● **Work instructions**:
Could you extend the text below on UMAP, t-SNE and HDBSCAN layouts, picking up right after its final sentence?

● **Excerpted text**:
Things get really interesting, however, when we use those same UMAP-reduced embeddings for the t-SNE layout as well. In other words, we use UMAP to reduce our 512-dimension vectors down to 10 dimensions and then use those same reduced 10-dimension vectors for both HDBSCAN clustering and t-SNE layout. All of the diffuse areas above become tendril-like tight interlinked clusters below. This version, while marginally faster, is actually more understandable in many ways, exposing much finer-grained structure. Fascinatingly, the noise articles that form many of the diffuse regions above suddenly become tightly clustered meaningful organizations of articles below.

Looking at the reduced 200K sampled version we can see these results even more clearly. Here is the original UMAP-reduced HDBSCAN + full-resolution t-SNE layout:

And here is the version using the same UMAP-reduced embeddings (10 dimensions) for t-SNE layout, showing just how strongly it clusters the results:

Let's look at the impact of UMAP dimensionality reduction as we sequentially reduce the number of dimensions considered by t-SNE and HDBSCAN. We'll start with using 10 dimensions for HDBSCAN and the full 512-dimension embeddings for t-SNE layout. This yields large diffuse clusters:

Now we'll use 100 dimensions for both HDBSCAN and t-SNE layout. This results in a drastic change, with the diffuse point clouds that define our full-resolution t-SNE layouts replaced with long interconnected tendrils:

Moving to 50 dimensions for both HDBSCAN and t-SNE layout has only a minimal impact:

Then 25 dimensions for both HDBSCAN and t-SNE layout. This looks nearly identical to 50 dimensions.

Then 10 dimensions for both HDBSCAN and t-SNE layout. Again, few changes.

Then 5 dimensions for both HDBSCAN and t-SNE layout. The results are nearly identical, though perhaps slightly more tendril-like fine structure.

And finally, 2 dimensions for both HDBSCAN and t-SNE layout (with t-SNE then performing 2D layout based on the 2D collapse performed by UMAP). Unlike the previous reductions, which yielded little difference from step to step, this produces a wholesale transformation, organizing the day exclusively into long tendril-like curved structures. Diffuse areas become reorganized into many curved interconnected tendrils. Does this additional structure capture enhanced semantic meaning from the underlying texts, organizing them into meaningful microstructures or does the additional structure actually harm understanding by grouping together unrelated clusters of articles?

Finally, how about our last workflow, where we used UMAP to reduce to 10 dimensions, then t-SNE to collapse to 2D embeddings and used the t-SNE-produced 2D embeddings for both HDBSCAN clustering and visualization? This time we can see much stronger alignment between the coloration and clustering, as HDBSCAN is able to capture the t-SNE-constructed structure, quantifying it into machine-friendly groupings – effectively transforming the visual representation into an machine understandable representation and synchronizing the coloration and layout.

● **Data lines**:
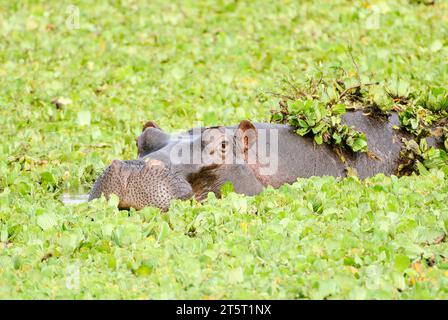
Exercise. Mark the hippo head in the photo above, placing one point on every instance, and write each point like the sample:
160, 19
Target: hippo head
181, 166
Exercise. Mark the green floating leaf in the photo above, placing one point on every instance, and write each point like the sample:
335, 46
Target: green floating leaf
401, 262
84, 117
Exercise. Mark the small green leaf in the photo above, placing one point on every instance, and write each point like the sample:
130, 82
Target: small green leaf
84, 117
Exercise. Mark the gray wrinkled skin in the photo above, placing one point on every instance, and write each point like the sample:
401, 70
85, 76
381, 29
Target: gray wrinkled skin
153, 180
138, 184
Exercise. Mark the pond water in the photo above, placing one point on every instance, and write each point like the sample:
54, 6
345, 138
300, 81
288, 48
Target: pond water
70, 198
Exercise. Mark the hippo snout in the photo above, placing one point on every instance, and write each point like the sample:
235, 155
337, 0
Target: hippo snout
141, 183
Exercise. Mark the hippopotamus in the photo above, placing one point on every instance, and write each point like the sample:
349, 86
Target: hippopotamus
249, 155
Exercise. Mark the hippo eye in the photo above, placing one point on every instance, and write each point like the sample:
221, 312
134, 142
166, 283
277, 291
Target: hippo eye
224, 145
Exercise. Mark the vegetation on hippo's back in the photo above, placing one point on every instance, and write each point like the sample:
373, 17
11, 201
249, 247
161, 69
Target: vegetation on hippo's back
316, 110
72, 99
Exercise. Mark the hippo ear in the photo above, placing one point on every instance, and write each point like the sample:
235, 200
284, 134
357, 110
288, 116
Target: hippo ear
246, 135
150, 124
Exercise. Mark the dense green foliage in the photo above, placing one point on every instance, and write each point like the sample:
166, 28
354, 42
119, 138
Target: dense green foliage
73, 99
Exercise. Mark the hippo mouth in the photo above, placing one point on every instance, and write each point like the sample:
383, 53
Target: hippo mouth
141, 183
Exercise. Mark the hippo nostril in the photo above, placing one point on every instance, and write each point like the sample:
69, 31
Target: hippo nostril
154, 163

● **The answer**:
The final Python script used for the analyses here can be found below. Save to "runn.py" and selectively edit accordingly:

#########################
#LOAD THE EMBEDDINGS...

import numpy as np
import matplotlib.pyplot as plt
from PIL import Image
import jsonlines
import multiprocessing
import sys

# Load the JSON file containing embedding vectors
def load_json_embeddings(filename):
    embeddings = []
    titles = []
    langs = []
    with jsonlines.open(filename) as reader:
        for line in reader:
            embeddings.append(line["embed"])
            titles.append(line["title"])
            langs.append(line["lang"])
    return np.array(embeddings), titles, langs

#json_file = 'MASTER.sample.json.500'
json_file = sys.argv[2]
embeddings, titles, langs = load_json_embeddings(json_file)
len(embeddings)

import hdbscan
import umap
from sklearn.decomposition import PCA
import time
clusters = []
embeddings_reduced = []
def cluster_embeddings(embeddings, min_cluster_size=5):
    global clusters, embeddings_reduced
    start_time = time.process_time()
    #embeddings_reduced = PCA(n_components=10, random_state=42).fit_transform(embeddings)
    embeddings_reduced = umap.UMAP(n_neighbors=30,min_dist=0.0,n_components=10,verbose=True).fit_transform(embeddings)
    #embeddings_reduced = umap.UMAP(n_neighbors=30,min_dist=0.0,n_components=5,verbose=True).fit_transform(embeddings)
    end_time = time.process_time()
    elapsed_time = end_time - start_time
    print(f"Dimensionality Reduction: : {elapsed_time} seconds")
    start_time = time.process_time()
    clusterer = hdbscan.HDBSCAN(min_cluster_size=min_cluster_size, core_dist_n_jobs = multiprocessing.cpu_count())
    clusters = clusterer.fit_predict(embeddings_reduced)
    end_time = time.process_time()
    elapsed_time = end_time - start_time
    print(f"HDBSCAN: : {elapsed_time} seconds")
    #return clusters

#cluster...
cluster_embeddings(embeddings, 5)

#output some basic statistics...
unique_clusters = np.unique(clusters)
print("Clusters: " + str(unique_clusters))
print("Num Clusters: " + str(len(unique_clusters)))
cnt_noise = np.count_nonzero(clusters == -1)
print("Noise Articles: " + str(cnt_noise))

#write the output...
with open(sys.argv[1] + '.tsv', 'w', encoding='utf-8') as tsv_file:
    for cluster_id, title, lang in zip(clusters, titles, langs):
        tsv_file.write(f"{cluster_id}\t{title}\t{lang}\n")
print("Wrote Clusters")

#########################
#VISUALIZE...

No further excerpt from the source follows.